General Terms & Conditions of Purchase
1.0 Time of the Essence
The time for delivery and/or completion of the Deliverables supplied under this order shall be of the essence. If Supplier cannot comply with a delivery commitment, the Supplier will promptly notify Mowtec Limited of a revised delivery date and Mowtec Limited may cancel without charge all/any Deliverables.
The Supplier shall be entitled to invoice Mowtec Limited provided that the invoice was one which the Supplier was entitled to submit.
Invoices raised by the Supplier shall detail the order reference, product number, product description, quantities, unit prices and total values as represented on the front of this order.
Mowtec Limited will pay all invoices within ninety (90) days after the end of the month in which the invoice was delivered.
3.0 Quality Assurance
The Supplier warrants that Deliverables will be provided using all reasonable skill, care and diligence. The Deliverables shall be of the required quality as referred to on the order and be of good quality and in compliance with all relevant industry, safety standards and good practice standards.
The Supplier must notify Mowtec Limited of any changes in the purchased product prior to implementation of any changes that affect the ability of the purchased product to meet the specified purchase requirements
4.1 Information exchanged between the Supplier and Mowtec Limited, whether orally or in writing in connection with this order shall be treated as commercially confidential information.
4.2 The receiving party shall not use, disclose or knowingly permit to be disclosed to any person (except those of its own employees, agents or sub-contractors who need to know the information for the purposes of this order) otherwise than strictly for the purposes of this order or in exercise of the rights granted hereunder, any such information of the disclosing party without prior written consent of the disclosing party and the receiving party shall ensure that such employees, agents or sub-contractors are subject to like obligations of confidentiality as bind the Parties.

TASK INSTRUCTIONS.
Transcribe the portion of the purchase terms between "Invoices raised by" and "good practice standards.", inclusive. The records that follow are separate material, unrelated to the terms above.

RECORD SET.
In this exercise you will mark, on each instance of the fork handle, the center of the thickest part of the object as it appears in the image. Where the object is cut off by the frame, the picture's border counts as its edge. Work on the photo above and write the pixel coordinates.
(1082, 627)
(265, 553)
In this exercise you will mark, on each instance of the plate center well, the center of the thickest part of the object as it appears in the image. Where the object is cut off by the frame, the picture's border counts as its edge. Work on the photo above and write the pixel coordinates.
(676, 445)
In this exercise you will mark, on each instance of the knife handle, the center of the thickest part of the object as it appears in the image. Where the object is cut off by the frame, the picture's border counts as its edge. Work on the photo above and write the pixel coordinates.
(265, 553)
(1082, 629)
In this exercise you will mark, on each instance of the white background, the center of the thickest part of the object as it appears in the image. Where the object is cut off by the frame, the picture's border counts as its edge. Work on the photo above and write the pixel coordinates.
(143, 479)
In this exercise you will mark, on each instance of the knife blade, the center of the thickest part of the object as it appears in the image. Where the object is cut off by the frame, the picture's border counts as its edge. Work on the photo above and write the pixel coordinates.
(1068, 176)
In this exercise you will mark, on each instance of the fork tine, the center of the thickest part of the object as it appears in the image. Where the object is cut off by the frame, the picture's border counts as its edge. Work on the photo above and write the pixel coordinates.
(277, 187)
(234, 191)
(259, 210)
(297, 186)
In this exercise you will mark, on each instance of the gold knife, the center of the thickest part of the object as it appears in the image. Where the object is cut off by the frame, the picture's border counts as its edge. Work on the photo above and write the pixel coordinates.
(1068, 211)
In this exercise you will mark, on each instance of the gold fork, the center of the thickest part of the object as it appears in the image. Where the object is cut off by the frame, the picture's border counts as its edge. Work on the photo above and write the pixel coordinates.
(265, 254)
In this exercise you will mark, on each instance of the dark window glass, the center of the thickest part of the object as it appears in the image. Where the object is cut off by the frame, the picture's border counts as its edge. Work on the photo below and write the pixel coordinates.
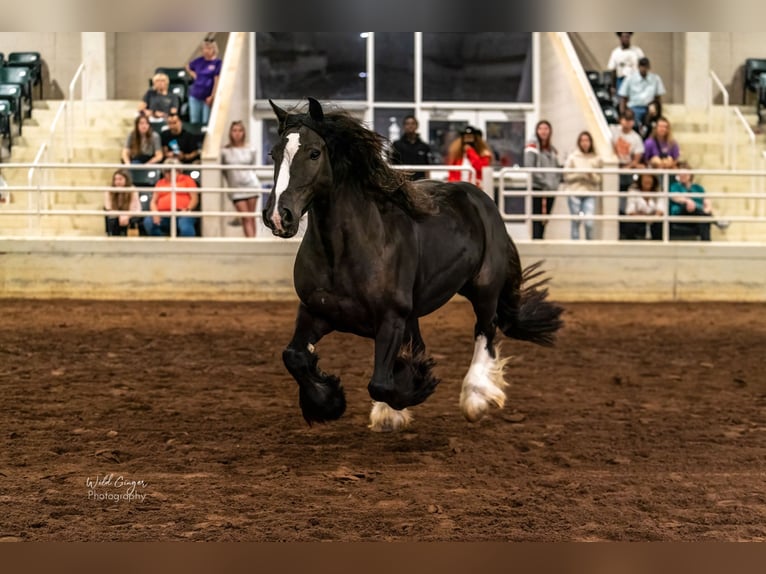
(394, 66)
(324, 65)
(477, 67)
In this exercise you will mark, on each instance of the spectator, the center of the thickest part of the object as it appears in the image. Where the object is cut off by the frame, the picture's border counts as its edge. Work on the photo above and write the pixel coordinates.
(539, 152)
(158, 103)
(628, 147)
(653, 114)
(245, 200)
(660, 149)
(468, 150)
(583, 207)
(623, 60)
(124, 198)
(205, 71)
(179, 144)
(640, 89)
(643, 199)
(687, 198)
(185, 201)
(410, 149)
(143, 144)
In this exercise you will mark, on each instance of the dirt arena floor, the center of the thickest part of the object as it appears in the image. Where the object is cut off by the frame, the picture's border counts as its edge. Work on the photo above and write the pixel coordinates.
(177, 421)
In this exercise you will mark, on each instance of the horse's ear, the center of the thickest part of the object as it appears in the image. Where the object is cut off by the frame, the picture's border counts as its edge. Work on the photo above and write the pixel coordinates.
(281, 114)
(315, 110)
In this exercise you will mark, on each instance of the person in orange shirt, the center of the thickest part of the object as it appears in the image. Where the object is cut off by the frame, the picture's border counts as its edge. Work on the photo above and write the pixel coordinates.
(468, 149)
(185, 201)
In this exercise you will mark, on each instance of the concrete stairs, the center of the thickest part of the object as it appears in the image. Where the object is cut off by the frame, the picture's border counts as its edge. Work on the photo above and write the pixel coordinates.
(98, 135)
(702, 137)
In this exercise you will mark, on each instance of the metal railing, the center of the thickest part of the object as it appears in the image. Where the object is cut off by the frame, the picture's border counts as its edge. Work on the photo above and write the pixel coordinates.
(511, 187)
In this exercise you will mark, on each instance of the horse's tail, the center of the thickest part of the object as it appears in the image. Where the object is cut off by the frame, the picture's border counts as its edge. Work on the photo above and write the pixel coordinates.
(523, 310)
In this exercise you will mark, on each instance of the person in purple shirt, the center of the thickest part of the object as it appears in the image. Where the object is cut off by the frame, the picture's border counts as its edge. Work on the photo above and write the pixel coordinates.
(660, 149)
(205, 71)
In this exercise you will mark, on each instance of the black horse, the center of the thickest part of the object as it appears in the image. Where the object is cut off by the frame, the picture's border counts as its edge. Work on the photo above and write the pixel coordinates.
(378, 253)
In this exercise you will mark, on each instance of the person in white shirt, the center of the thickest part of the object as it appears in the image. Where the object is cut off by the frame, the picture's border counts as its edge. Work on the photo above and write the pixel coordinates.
(624, 59)
(641, 89)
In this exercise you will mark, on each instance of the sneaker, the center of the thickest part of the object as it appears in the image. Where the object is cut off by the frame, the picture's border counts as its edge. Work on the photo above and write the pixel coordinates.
(722, 224)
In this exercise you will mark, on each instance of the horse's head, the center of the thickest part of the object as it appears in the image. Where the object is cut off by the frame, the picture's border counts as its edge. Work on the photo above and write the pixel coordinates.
(301, 168)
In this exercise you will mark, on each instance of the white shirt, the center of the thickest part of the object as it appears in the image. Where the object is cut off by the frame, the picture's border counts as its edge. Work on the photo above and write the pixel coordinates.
(625, 61)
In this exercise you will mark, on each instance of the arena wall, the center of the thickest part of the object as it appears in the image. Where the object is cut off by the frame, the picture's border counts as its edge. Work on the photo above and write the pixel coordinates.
(261, 269)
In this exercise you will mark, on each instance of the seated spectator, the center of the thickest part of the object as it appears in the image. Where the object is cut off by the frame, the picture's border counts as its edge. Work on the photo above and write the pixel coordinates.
(158, 103)
(468, 150)
(640, 89)
(162, 200)
(125, 198)
(628, 147)
(686, 198)
(653, 114)
(179, 144)
(245, 181)
(643, 199)
(660, 149)
(143, 144)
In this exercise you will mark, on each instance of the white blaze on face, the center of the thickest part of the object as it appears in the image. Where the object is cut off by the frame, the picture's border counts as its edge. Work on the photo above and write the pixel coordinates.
(483, 385)
(283, 180)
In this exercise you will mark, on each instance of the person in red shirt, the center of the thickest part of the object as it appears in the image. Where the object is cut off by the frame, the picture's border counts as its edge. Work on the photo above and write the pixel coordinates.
(186, 200)
(469, 150)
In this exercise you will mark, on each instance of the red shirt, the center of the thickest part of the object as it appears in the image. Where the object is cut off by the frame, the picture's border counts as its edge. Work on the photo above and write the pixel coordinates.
(165, 198)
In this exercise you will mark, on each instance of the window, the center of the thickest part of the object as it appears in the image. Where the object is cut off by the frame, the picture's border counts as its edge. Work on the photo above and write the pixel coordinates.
(477, 67)
(324, 65)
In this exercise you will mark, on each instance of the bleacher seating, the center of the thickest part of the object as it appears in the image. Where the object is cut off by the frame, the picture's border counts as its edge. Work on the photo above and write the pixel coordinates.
(5, 123)
(33, 62)
(754, 67)
(12, 93)
(22, 76)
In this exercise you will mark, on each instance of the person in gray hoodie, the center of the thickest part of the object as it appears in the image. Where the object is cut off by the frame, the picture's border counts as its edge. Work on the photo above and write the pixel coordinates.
(539, 152)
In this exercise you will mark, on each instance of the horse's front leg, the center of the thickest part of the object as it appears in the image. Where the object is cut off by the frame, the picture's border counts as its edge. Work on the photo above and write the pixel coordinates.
(321, 395)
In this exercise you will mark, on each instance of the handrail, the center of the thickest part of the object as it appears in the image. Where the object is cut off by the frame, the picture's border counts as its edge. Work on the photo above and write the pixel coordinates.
(715, 80)
(70, 110)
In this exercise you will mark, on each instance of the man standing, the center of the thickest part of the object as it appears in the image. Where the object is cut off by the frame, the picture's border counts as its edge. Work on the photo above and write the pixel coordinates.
(410, 149)
(641, 89)
(624, 59)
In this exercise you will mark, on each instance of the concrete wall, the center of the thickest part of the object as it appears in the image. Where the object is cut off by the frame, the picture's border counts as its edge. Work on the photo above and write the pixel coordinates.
(61, 53)
(243, 270)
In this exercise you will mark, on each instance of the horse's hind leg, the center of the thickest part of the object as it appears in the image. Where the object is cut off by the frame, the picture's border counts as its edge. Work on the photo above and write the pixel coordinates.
(321, 395)
(413, 382)
(483, 385)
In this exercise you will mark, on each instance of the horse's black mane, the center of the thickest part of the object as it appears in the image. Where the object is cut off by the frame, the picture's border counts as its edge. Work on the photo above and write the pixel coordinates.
(357, 157)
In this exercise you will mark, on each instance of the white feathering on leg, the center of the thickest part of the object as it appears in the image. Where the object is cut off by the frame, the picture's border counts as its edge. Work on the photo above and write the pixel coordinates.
(385, 419)
(484, 384)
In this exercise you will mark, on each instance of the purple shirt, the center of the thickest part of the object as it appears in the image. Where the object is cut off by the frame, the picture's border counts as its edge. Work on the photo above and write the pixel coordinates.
(654, 148)
(206, 71)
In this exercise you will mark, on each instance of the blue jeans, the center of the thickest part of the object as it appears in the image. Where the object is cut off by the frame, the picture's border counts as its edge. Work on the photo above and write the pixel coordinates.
(583, 209)
(185, 227)
(199, 111)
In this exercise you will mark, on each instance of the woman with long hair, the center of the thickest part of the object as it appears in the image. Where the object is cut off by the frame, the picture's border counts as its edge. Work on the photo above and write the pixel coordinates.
(660, 149)
(246, 182)
(583, 207)
(643, 199)
(143, 144)
(540, 152)
(469, 149)
(122, 197)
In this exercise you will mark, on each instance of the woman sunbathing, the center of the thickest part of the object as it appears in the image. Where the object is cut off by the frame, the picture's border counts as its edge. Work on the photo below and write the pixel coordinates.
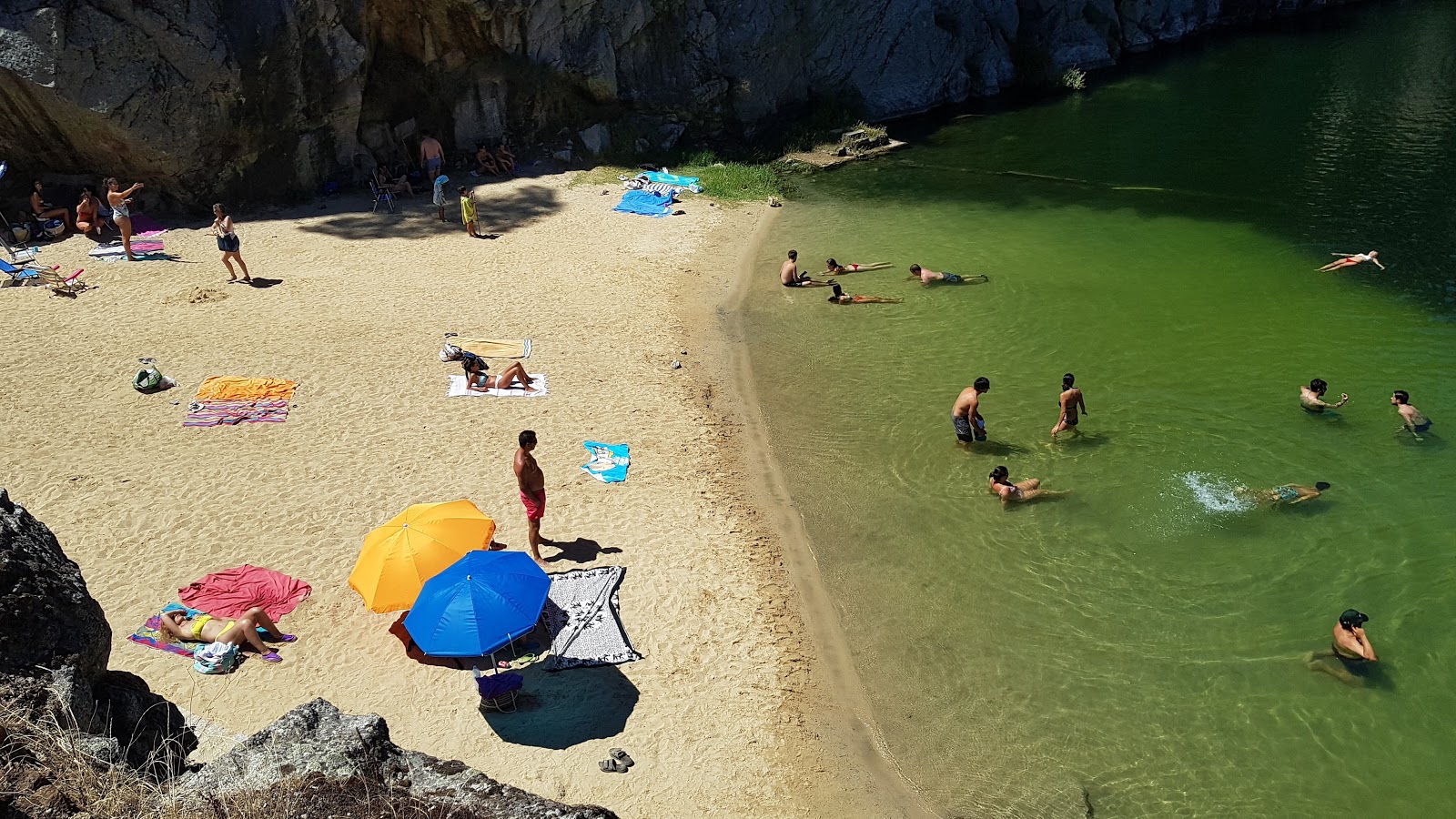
(207, 629)
(477, 380)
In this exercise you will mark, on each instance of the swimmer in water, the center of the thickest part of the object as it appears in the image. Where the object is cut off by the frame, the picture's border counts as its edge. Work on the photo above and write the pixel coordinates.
(1350, 653)
(841, 298)
(1350, 259)
(1019, 491)
(928, 276)
(1410, 416)
(1312, 397)
(1069, 402)
(834, 268)
(1286, 493)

WRITTEN REPLY.
Invoices raised by the Supplier shall detail the order reference, product number, product description, quantities, unit prices and total values as represented on the front of this order.
Mowtec Limited will pay all invoices within ninety (90) days after the end of the month in which the invoice was delivered.
3.0 Quality Assurance
The Supplier warrants that Deliverables will be provided using all reasonable skill, care and diligence. The Deliverables shall be of the required quality as referred to on the order and be of good quality and in compliance with all relevant industry, safety standards and good practice standards.